___ Extract
Jack the Ripper: Letters From Hell by Stewart Evans & Keith Skinner (2001)

A beautifully presented book, this collects a good deal of the letters written during the time of the Ripper scare.  Along with reproductions of the most famous letters (including the ‘Dear Boss’ letter, ‘Saucy Jacky’ postcard and ‘From Hell’ letter), here you’ll also find a great deal of the lesser known communications, written by journalists, bored housewives and nutters (though none, most likely, by the killer himself).  Many of the letters are reproduced in colour for the first time, and together with fascinating analysis of the letters by the two authors (who are renowned experts on JTR), this book is a worthy inclusion in any Ripperologist’s library.

**** (out of 5)

∫J

The Jack the Ripper Location Photographs by Philip Hutchinson (2009)

A succinct and fascinating account of the acquisition and history of the wonderful Whitby collection of photographs (which includes many scenes of the Ripper crimes as they were in the early ’60s) begins this slim but excellent book. Following on from the Whitby collection is the story of the Ripper case’s most startling find of recent times: the Dutfield’s Yard photograph – which is the only known photograph of the scene of Liz Stride’s murder. The author recounts how he came to acquire this incredible photographic discovery, and his attempts at trying to identify the photographer. A must-have for Ripper-buffs.
______
___ Given entries
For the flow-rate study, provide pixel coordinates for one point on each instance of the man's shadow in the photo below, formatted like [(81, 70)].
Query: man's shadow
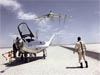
[(76, 67)]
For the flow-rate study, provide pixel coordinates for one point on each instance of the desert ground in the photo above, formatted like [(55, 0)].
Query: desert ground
[(60, 60)]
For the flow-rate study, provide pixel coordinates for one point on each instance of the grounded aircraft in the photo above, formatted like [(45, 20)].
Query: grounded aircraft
[(52, 15), (30, 43)]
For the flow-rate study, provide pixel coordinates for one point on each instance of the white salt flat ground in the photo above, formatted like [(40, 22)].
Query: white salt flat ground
[(59, 61)]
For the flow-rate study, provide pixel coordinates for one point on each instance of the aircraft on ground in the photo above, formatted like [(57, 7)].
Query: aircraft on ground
[(30, 43)]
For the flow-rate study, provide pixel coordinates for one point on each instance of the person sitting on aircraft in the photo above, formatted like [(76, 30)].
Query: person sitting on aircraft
[(15, 46), (9, 54)]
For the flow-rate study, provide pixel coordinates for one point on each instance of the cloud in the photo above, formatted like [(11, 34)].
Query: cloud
[(26, 16), (17, 8), (10, 3)]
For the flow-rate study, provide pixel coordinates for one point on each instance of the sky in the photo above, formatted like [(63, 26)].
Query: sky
[(85, 21)]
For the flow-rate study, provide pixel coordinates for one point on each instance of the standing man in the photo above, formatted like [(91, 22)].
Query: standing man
[(80, 48)]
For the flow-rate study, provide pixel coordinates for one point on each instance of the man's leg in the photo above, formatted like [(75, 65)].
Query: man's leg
[(80, 58), (85, 60)]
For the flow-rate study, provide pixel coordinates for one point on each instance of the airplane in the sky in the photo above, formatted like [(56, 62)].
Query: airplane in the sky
[(30, 43), (52, 15)]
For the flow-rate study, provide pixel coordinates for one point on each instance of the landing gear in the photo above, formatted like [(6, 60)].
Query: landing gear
[(44, 54)]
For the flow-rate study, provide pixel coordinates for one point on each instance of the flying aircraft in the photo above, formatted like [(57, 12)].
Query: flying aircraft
[(30, 43), (52, 15)]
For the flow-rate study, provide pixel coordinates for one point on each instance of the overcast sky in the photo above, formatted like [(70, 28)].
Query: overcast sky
[(85, 21)]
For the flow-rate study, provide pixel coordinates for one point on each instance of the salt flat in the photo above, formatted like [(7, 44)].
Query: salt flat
[(59, 61)]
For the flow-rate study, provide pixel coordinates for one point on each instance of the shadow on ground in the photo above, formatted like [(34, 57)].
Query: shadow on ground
[(76, 67), (91, 54), (18, 61)]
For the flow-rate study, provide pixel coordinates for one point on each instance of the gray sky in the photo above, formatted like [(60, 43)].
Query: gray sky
[(85, 21)]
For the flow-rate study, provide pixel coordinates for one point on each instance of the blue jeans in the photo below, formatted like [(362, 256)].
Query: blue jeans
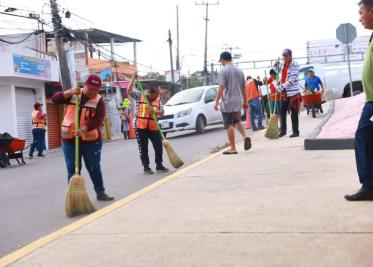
[(255, 109), (91, 153), (278, 106), (38, 141), (364, 146)]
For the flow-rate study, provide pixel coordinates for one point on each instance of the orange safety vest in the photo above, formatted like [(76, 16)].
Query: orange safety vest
[(252, 90), (37, 122), (88, 112), (144, 119)]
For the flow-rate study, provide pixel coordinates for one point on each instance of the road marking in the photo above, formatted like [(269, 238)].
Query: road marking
[(66, 230)]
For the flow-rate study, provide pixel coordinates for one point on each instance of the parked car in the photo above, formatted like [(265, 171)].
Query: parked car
[(191, 109)]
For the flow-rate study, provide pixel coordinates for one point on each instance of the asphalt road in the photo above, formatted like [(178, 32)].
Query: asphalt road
[(32, 196)]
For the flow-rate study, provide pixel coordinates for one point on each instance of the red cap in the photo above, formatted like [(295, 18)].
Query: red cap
[(93, 81)]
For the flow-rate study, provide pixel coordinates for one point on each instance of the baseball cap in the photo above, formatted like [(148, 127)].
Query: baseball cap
[(37, 104), (225, 56), (287, 52), (93, 81)]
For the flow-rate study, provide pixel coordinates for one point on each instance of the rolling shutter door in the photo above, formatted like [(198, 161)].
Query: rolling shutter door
[(25, 100), (54, 129)]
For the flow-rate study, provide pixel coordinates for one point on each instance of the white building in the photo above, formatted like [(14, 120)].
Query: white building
[(23, 74)]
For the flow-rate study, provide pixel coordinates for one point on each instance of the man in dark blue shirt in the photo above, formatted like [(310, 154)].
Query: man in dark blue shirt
[(313, 82)]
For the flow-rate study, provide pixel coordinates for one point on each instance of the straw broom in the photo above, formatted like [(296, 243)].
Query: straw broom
[(175, 160), (272, 129), (77, 201)]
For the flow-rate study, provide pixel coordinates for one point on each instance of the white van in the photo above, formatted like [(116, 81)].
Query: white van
[(191, 109)]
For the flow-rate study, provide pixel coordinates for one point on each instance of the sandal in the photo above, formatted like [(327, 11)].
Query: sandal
[(227, 152)]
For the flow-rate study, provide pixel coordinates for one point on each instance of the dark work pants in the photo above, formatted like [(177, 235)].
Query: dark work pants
[(91, 153), (143, 136), (38, 141), (285, 106), (364, 146)]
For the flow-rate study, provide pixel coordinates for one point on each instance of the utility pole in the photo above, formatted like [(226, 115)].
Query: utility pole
[(205, 72), (58, 29), (172, 63), (177, 40)]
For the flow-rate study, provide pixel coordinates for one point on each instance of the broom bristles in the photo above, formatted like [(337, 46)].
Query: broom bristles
[(272, 129), (173, 157), (77, 199)]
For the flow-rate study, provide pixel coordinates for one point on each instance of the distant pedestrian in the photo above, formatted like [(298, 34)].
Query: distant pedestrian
[(314, 84), (275, 95), (125, 116), (92, 115), (146, 127), (364, 133), (232, 93), (289, 87), (38, 131), (255, 105)]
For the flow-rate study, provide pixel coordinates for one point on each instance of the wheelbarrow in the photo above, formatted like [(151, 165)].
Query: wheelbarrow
[(11, 148), (312, 102)]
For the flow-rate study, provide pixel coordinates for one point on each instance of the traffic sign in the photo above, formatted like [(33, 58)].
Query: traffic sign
[(346, 33)]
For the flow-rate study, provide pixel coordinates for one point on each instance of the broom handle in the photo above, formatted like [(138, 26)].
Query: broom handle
[(268, 94), (77, 124), (277, 79), (150, 108)]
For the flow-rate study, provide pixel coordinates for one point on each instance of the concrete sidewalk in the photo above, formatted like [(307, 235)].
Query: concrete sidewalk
[(275, 205)]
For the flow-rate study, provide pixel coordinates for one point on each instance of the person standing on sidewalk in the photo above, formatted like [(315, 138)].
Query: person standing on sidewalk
[(255, 106), (125, 118), (232, 92), (289, 85), (92, 115), (38, 131), (146, 127), (364, 133)]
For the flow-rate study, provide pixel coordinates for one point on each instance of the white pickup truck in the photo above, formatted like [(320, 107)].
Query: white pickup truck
[(335, 77)]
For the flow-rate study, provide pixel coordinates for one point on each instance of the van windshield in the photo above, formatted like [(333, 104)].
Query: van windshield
[(185, 97)]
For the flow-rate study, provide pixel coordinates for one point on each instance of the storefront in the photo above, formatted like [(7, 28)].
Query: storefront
[(22, 83)]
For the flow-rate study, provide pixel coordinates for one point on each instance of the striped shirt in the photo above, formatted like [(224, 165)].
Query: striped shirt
[(291, 85)]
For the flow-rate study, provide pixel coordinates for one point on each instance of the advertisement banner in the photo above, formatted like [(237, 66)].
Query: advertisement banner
[(32, 67)]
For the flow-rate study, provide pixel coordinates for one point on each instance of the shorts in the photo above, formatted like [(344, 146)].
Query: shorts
[(231, 118)]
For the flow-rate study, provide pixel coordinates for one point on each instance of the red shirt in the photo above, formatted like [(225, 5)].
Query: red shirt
[(284, 73), (96, 121), (273, 91)]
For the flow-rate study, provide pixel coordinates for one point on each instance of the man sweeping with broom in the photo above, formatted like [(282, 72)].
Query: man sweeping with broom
[(90, 113), (146, 126)]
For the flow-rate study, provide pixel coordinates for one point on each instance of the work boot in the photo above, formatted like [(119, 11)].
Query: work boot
[(102, 196), (148, 170), (365, 193), (162, 168)]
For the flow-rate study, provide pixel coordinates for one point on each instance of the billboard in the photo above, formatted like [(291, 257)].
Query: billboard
[(31, 67)]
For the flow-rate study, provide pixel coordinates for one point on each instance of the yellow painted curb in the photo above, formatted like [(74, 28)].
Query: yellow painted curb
[(43, 241)]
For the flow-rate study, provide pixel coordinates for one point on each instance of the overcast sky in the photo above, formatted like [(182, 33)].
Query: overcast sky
[(257, 29)]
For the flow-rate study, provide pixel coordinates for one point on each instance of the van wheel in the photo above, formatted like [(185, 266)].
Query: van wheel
[(200, 124)]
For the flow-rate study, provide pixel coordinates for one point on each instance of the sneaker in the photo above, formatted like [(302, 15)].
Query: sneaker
[(294, 135), (148, 170), (102, 196), (247, 143), (162, 169)]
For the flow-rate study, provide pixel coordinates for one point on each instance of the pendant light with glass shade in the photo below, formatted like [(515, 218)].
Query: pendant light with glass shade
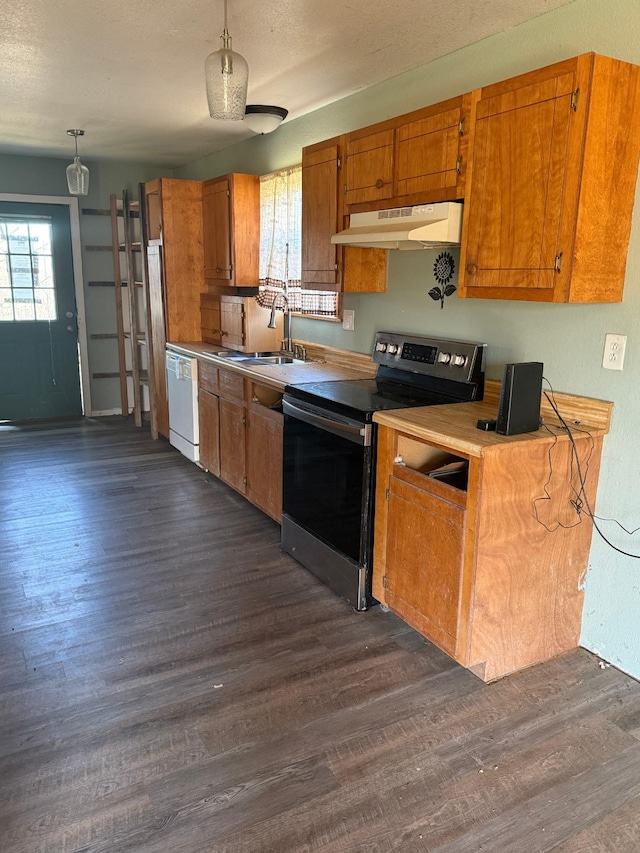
______
• **Aim 1**
According to the Ripper book reviews, what is the only known photograph of the scene of Liz Stride's murder?
• **Aim 2**
Carry on the Ripper book reviews from their last sentence.

• **Response 1**
The Dutfield's Yard photograph.

• **Response 2**
**** (0ut of 5)

∫J

Jack the Ripper: Scotland Yard Investigates by Stewart Evans & Donald Rumbelow (2006)

An excellent addition to the long list of Ripper books, as written by two experts in the Whitechapel murders and also former policemen.  The first part of the book takes an in depth look at the history of Scotland Yard, as well as the major players in the Ripper investigation.  Then it’s onto the Ripper murders themselves, and the authors take a refreshing and sobering look into the crimes and suspects, debunking a lot of the myths that have sprung up over the years.  Even if you’ve read a lot about the case and think you know it all, you’ll still come away from this book with new information and a new perspective on aspects of the case.

**** (out of 5)

∫J

Jack the Ripper: The Simple Truth by Bruce Paley (1995)

Merely an average Ripper book; a simplistic re-telling of the case, and the reasons Paley puts forward for implicating his suspect, Mary Kelly’s lover Joe Barnett, are superficial and unconvincing.  There are worse Ripper books out there, but there are also much better.

*** (out of 5)

∫J

Jack the Ripper: Whitechapel Map by RipperArt (2004)

Not a book, but a large double-sided map of the Whitechapel/Spitalfields area during the time of the Ripper murders.  Every street, alley, doss-house and other areas of interest are included in this easy-to-read map.  On the back are close-up diagrams of the five murder sites, highlighting the details of each area and where the bodies were discovered.  Now Ripperologists everywhere can pour over the labyrinthine East End where Saucy Jacky stalked the streets.

**** (out of 5)

∫J

The Mammoth Book of Jack the Ripper, edited by Maxim Jakubowski and Nathan Braund (1999)

The Mammoth Book of Jack the Ripper, edited by Maxim Jakubowski and Nathan Braund (1999)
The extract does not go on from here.